> **TEXT PROVIDED**
Mystic, CT, April 11, 2018 --(PR.com
)-- Mothers of children in group care are at increased risk for cytomegalovirus (Pass et al., 1986) and most childcare providers are unaware they have an occupational risk for cytomegalovirus (Joseph et al., 2006). Congenital (present at birth) cytomegalovirus (CMV) is the leading viral cause of birth defects. According to the Centers for Disease Control and Prevention (CDC), congenital CMV disables 4,000 babies each year in the U.S.
The March of Dimes states: "As many as 7 in 10 children (70 percent) between 1 and 3 years of age who go to day care may have CMV. They can pass it on to their families, caretakers and other children."
Lisa Saunders of Mystic, Connecticut, instrumental in the passage of the 2016 CMV law in Connecticut, just published the book, "Help Childcare Providers Fight CMV," to help educate women who care for children on how to reduce their chances of contracting CMV. Saunders was a licensed childcare provider unaware of her increased risk for CMV until after her daughter Elizabeth was born severely disabled by it in 1989. "Most pregnant women know to avoid dirty kitty litter and mosquito bites to protect their unborn babies from disabilities caused by infections," says Saunders, "but very few know how to prevent CMV, which causes more disabilities than Zika or fetal alcohol syndrome."

> **DIRECTIONS**
**1.** In the press release, replace "cytomegalovirus" with "human cytomegalovirus" in the passage between "Mystic, CT, April" and "in the U.S.", inclusive.
**2.** According to the press release, how many babies in the U.S. does congenital CMV disable each year, as reported by the CDC?
**3.** Please continue the press release about the CMV book for childcare providers from the point where it stops.

> **DATASET ENTRIES**
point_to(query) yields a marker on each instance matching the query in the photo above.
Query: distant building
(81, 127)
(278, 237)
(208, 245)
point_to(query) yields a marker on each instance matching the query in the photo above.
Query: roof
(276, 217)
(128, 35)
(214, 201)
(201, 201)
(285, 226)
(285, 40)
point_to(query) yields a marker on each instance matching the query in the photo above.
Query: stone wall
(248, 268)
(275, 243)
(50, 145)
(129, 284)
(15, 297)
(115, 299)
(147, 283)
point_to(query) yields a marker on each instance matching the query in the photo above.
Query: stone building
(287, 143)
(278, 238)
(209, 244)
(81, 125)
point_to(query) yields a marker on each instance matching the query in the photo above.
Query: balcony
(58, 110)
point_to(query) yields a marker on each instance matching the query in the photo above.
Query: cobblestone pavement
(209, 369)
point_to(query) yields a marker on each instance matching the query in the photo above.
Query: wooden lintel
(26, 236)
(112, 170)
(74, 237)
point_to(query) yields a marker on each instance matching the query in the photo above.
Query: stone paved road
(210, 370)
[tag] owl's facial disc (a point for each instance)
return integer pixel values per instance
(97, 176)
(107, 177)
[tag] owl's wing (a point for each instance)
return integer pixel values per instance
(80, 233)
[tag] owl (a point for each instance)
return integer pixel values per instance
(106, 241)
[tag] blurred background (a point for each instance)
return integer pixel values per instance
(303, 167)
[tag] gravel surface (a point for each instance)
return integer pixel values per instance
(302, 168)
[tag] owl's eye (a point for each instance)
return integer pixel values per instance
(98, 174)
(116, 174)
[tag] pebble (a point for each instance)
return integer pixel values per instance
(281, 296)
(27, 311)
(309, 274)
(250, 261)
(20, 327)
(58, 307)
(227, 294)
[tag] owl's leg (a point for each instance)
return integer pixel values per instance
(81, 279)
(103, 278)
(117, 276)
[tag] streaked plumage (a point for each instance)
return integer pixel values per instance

> **YOUR WRITTEN ANSWERS**
**1.**
Mystic, CT, April 11, 2018 --(PR.com
)-- Mothers of children in group care are at increased risk for human cytomegalovirus (Pass et al., 1986) and most childcare providers are unaware they have an occupational risk for human cytomegalovirus (Joseph et al., 2006). Congenital (present at birth) human cytomegalovirus (CMV) is the leading viral cause of birth defects. According to the Centers for Disease Control and Prevention (CDC), congenital CMV disables 4,000 babies each year in the U.S.

**2.** 4,000 babies each year.

**3.**
Jessica Rachels of Sandpoint, Idaho, was another childcare provider uninformed of her increased risk for CMV. Jessica’s daughter, Natalie was born disabled by congenital CMV in 2006. Rachels is including the book, "Help Childcare Providers Fight CMV," in her outreach efforts to daycare centers and Early Head Start programs as part of her Idaho CMV Advocacy Project (https://idahocmv.com).
The stories of childcare providers, Jessica Rachels and Lisa Saunders are told in the first chapter of "Help Childcare Providers Fight CMV."
According to the CDC, "Women may be able to lessen their risk of getting CMV by reducing contact with saliva and urine from babies and young children. Some ways to do this are: kissing children on the cheek or head rather than the lips, and washing hands after changing diapers. These cannot eliminate your risk of getting CMV, but may lessen your chances of getting it." Download this flyer from the CDC: https://www.cdc.gov/cmv/downloads/pregnant-patients-cmv.pdf
"Help Childcare Providers Fight CMV" is dedicated to mothers who find out too late about CMV and includes the lyrics to the new song, "Had I Known (about CMV)" © 2018 DebraSong Publishing. Debra Lynn Alt of North Branford, Connecticut, performed the song for the first time on the Lisa Saunders Show in March 2018. Alt, a former lead singer for the Rolling Stone Magazine House Band writes songs for causes and books that celebrate life—no matter where the journey leads (debralynnalt.com).